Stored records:
--- BEGIN ---

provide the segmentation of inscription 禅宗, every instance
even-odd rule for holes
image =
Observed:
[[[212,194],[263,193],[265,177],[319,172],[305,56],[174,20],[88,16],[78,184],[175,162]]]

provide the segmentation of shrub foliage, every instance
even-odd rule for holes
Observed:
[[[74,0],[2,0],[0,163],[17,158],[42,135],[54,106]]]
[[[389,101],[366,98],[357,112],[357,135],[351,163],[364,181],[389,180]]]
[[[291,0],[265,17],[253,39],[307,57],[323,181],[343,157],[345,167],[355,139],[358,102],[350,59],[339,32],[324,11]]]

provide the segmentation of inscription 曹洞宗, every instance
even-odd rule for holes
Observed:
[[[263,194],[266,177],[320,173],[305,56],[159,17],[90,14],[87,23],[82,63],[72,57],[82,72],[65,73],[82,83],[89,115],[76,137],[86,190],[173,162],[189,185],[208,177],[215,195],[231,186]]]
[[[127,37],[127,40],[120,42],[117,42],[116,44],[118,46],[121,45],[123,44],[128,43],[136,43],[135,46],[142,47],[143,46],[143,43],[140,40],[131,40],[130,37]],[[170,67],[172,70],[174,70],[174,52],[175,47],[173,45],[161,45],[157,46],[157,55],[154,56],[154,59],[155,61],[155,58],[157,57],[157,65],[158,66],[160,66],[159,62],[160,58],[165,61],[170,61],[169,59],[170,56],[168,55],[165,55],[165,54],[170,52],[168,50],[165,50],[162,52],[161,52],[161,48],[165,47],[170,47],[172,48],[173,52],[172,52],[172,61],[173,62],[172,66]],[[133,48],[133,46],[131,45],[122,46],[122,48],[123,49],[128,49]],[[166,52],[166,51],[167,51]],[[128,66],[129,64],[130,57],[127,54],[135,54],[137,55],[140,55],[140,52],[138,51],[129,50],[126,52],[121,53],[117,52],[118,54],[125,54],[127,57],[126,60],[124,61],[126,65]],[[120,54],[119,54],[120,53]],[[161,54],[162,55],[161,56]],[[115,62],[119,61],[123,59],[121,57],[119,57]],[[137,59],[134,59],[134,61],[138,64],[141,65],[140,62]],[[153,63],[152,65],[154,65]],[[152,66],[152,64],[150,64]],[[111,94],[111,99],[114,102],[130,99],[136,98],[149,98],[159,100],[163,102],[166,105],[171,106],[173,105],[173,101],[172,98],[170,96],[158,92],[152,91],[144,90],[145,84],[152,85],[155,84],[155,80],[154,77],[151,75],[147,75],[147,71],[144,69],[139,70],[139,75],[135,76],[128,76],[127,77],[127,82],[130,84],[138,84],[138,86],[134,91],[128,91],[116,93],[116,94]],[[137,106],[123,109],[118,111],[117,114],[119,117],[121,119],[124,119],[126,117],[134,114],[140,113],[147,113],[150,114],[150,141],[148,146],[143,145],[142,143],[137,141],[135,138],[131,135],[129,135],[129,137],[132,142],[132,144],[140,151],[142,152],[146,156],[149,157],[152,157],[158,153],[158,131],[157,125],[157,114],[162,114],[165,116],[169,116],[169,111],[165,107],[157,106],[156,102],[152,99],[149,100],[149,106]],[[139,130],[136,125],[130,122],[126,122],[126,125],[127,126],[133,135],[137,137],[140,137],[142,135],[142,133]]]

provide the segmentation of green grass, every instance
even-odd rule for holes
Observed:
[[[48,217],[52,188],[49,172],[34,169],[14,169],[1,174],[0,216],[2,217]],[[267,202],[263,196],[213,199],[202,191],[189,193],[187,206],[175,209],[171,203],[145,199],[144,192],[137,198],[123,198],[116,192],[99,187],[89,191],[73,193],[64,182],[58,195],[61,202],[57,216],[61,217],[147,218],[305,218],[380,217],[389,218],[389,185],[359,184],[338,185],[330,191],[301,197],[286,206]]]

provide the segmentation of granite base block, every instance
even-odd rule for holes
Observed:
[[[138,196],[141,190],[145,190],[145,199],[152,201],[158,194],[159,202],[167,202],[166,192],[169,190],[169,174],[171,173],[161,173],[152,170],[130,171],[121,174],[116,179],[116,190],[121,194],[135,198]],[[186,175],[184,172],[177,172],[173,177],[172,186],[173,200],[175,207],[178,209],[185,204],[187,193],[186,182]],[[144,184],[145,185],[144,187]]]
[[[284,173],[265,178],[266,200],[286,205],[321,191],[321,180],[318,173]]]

--- END ---

Objective: Can you quote every item above line for line, with no changes?

Result:
provide the segmentation of inscription 禅宗, every instance
even-odd rule for holes
image =
Observed:
[[[212,194],[263,193],[265,177],[319,172],[305,56],[174,20],[88,16],[78,184],[175,162]]]

provide the segmentation of shrub foliage, every instance
even-odd rule for holes
Observed:
[[[74,0],[2,0],[0,163],[17,158],[42,135],[54,106]]]
[[[389,101],[366,98],[357,112],[357,135],[351,163],[364,181],[389,180]]]
[[[291,0],[265,17],[253,39],[307,57],[323,181],[343,157],[345,167],[355,139],[358,102],[350,59],[339,32],[324,11]]]

provide the segmentation of inscription 曹洞宗, every instance
even-odd rule for holes
Observed:
[[[263,194],[266,177],[320,173],[305,56],[159,17],[90,14],[87,23],[82,63],[72,57],[82,72],[65,73],[82,83],[89,115],[76,137],[86,190],[173,162],[189,185],[208,177],[215,195],[231,186]]]
[[[127,37],[127,40],[120,42],[117,42],[116,44],[118,46],[121,45],[123,44],[128,43],[136,43],[135,46],[142,47],[143,46],[143,43],[140,40],[131,40],[130,37]],[[170,67],[172,70],[174,70],[174,52],[175,47],[173,45],[161,45],[157,46],[157,55],[154,56],[154,59],[155,61],[155,58],[157,57],[157,65],[158,66],[160,66],[159,62],[160,58],[165,61],[170,61],[169,59],[170,56],[168,55],[165,55],[165,54],[170,52],[168,50],[165,50],[162,52],[161,52],[161,48],[165,47],[170,47],[172,48],[173,52],[172,52],[172,61],[173,62],[172,66]],[[133,48],[133,46],[131,45],[122,46],[122,48],[123,49],[128,49]],[[166,52],[166,51],[167,51]],[[128,66],[129,64],[130,57],[127,54],[135,54],[137,55],[140,55],[140,52],[138,51],[129,50],[126,52],[121,53],[117,52],[118,54],[125,54],[127,57],[126,60],[124,61],[126,65]],[[120,54],[119,54],[120,53]],[[161,54],[162,55],[161,56]],[[115,62],[119,61],[123,59],[121,57],[119,57]],[[137,59],[134,59],[134,61],[138,64],[141,65],[140,62]],[[153,63],[152,65],[154,65]],[[152,66],[152,64],[150,64]],[[111,94],[111,99],[114,102],[130,99],[136,98],[149,98],[159,100],[163,102],[166,105],[171,106],[173,105],[173,101],[172,98],[170,96],[158,92],[152,91],[144,90],[145,84],[152,85],[155,84],[155,80],[154,77],[151,75],[147,75],[147,71],[144,69],[139,70],[139,75],[135,76],[128,76],[127,77],[127,82],[130,84],[138,84],[138,86],[134,91],[128,91],[116,93],[116,94]],[[137,106],[123,109],[118,111],[117,114],[119,117],[121,119],[124,119],[126,117],[134,114],[140,113],[147,113],[150,114],[150,141],[148,146],[143,145],[142,143],[137,141],[135,138],[131,135],[129,135],[129,137],[132,142],[132,144],[140,151],[142,152],[146,156],[149,157],[152,157],[158,153],[158,131],[157,125],[157,114],[162,114],[165,116],[169,116],[169,111],[165,107],[157,106],[156,102],[152,99],[149,100],[149,106]],[[139,130],[136,125],[130,122],[126,122],[126,125],[127,126],[133,135],[137,137],[140,137],[142,135],[142,133]]]

provide the segmentation of green grass, every instance
even-odd rule for holes
Observed:
[[[48,217],[52,188],[49,172],[34,169],[14,169],[1,174],[0,216],[2,217]],[[267,202],[263,196],[213,199],[202,191],[189,193],[187,206],[175,209],[171,203],[145,199],[144,192],[137,198],[123,198],[116,192],[99,187],[89,191],[73,193],[64,182],[58,195],[61,202],[57,216],[61,217],[147,218],[305,218],[380,217],[389,218],[389,185],[359,184],[338,185],[330,191],[301,197],[286,206]]]

provide the segmentation of granite base block, every instance
even-odd rule for holes
Observed:
[[[138,196],[141,190],[145,190],[145,199],[152,201],[158,194],[159,202],[167,202],[166,192],[169,190],[169,174],[171,173],[161,173],[152,170],[130,171],[121,174],[116,179],[116,190],[121,194],[135,198]],[[186,175],[184,172],[177,172],[173,177],[172,186],[173,200],[175,207],[178,209],[185,204],[187,193],[186,182]],[[144,184],[145,185],[144,187]]]
[[[284,173],[265,178],[266,200],[286,205],[321,191],[321,180],[318,173]]]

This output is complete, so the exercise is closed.